→ **EXPLORE THE MATERIAL**
1. Repeat the passage in the account of Dr Guy Sutton's visit from "The morning session" to "the corpus callosum." word for word.
2. In the account of Dr Guy Sutton's visit, what did the students dissect?

→ **GIVEN TEXT**
[Start of section]

Back by popular demand, Neuroscientist and Professor of Medicinal Sciences, Dr Guy Sutton, joined Upper Sixth Psychology students on Friday for a day of science, thought-provoking lectures and brains!
The morning session began with a recap of content covered in the A-level Biopsychology unit, such as the main brain regions, before quickly moving beyond the curriculum to topics such as the effects of drugs on the brain, open-brain surgery, epigenetics, AI interfacing with the brain and the brain after death. This included information on the most recent, cutting-edge research, some of which are not even in textbooks yet. A highlight of the day was dissecting a sheep’s brain. Dr Sutton pointed out the brain regions which we had covered so far, as well as introducing us to new areas, allowing those who wanted to the opportunity to hold brain parts such as the cerebellum, the pineal gland and the corpus callosum.
The afternoon session emphasised the role of the brain in crime, supporting our current study of Forensic Psychology in lessons. Dr Sutton explored with us the various roles of psychologists in the forensic domain other than offender profiling, including forensic entomology and odontology. We spoke about trauma – its effects on people and their brains – in conjunction with terrorist incidents such as the 9/11 attacks and the Lockerbie bombing. We also discussed the complexities of the nature-nurture debate when applied to legal situations, looking at case studies such as Donta Page, Oscar Pistorius and the assassination of John Lennon.
Dr Sutton’s infectious enthusiasm for everything we covered made the day interactive, engaging and a valuable insight into the wider context of our A-level content. It was an equally enjoyable, fascinating and thought-provoking day!

[End of section]

→ **DATASET SECTION**
[Start of section]

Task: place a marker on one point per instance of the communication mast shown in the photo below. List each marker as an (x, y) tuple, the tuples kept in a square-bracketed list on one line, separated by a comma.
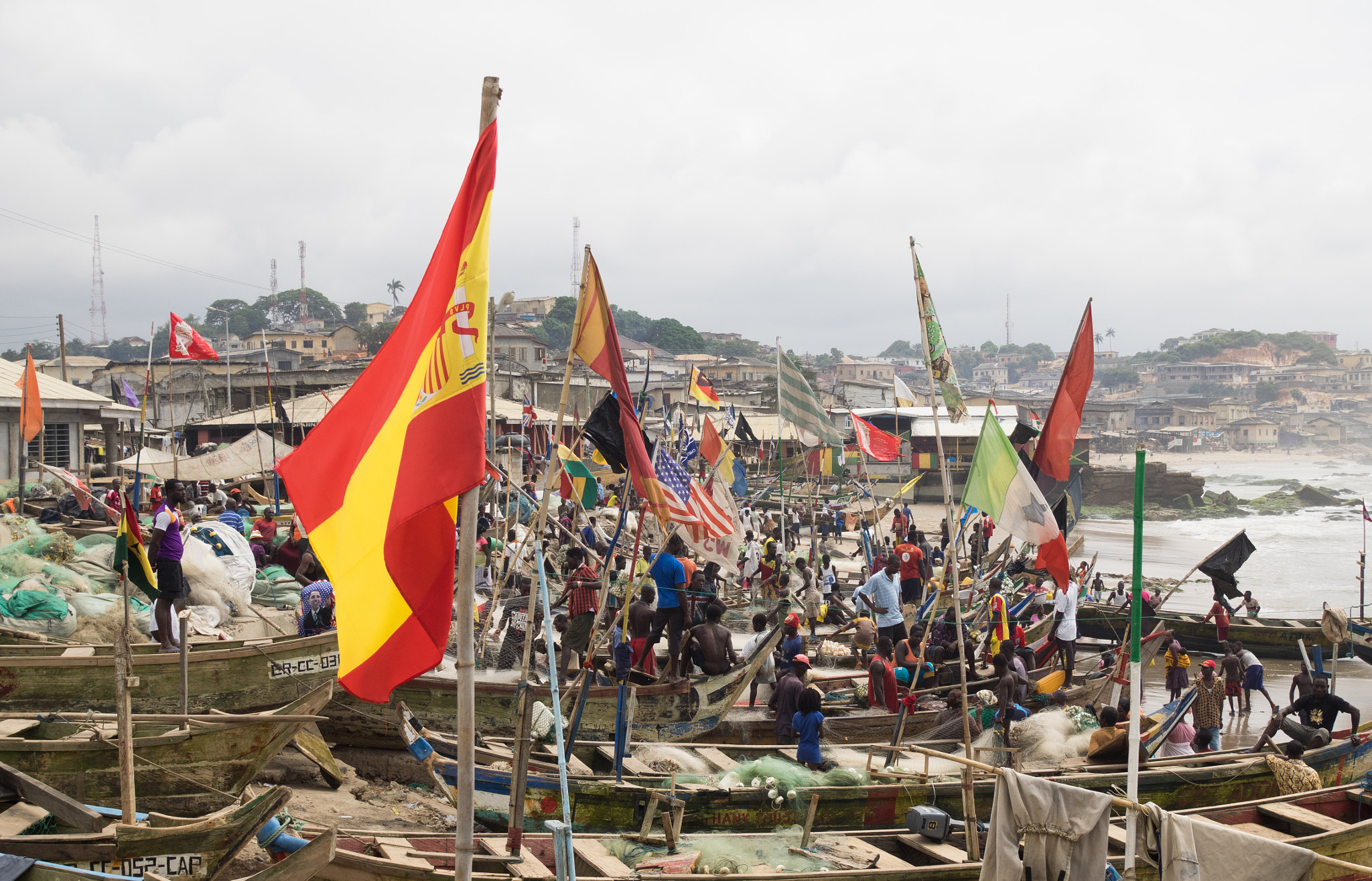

[End of section]

→ **LIST OF SOLUTIONS**
1.
The morning session began with a recap of content covered in the A-level Biopsychology unit, such as the main brain regions, before quickly moving beyond the curriculum to topics such as the effects of drugs on the brain, open-brain surgery, epigenetics, AI interfacing with the brain and the brain after death. This included information on the most recent, cutting-edge research, some of which are not even in textbooks yet. A highlight of the day was dissecting a sheep’s brain. Dr Sutton pointed out the brain regions which we had covered so far, as well as introducing us to new areas, allowing those who wanted to the opportunity to hold brain parts such as the cerebellum, the pineal gland and the corpus callosum.

2. A sheep's brain.